== PROVIDED MATERIAL ==
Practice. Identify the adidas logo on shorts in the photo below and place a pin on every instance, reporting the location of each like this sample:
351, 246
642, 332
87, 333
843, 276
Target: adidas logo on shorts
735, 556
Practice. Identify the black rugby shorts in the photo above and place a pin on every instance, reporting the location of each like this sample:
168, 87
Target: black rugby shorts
===
| EXERCISE DIRECTIONS |
Word for word, set down each line of the material.

| THE COMPLETED TASK |
Practice. Identify the adidas logo on shorts in the photo below and place a pin on every instance, reporting the location of each like this sample:
351, 246
642, 332
87, 333
843, 276
Target: adidas logo on shorts
735, 556
Practice. Identify the black rugby shorts in the photo above and place a pin on every instance, reporting the location of each like this sample:
168, 87
Target: black rugby shorts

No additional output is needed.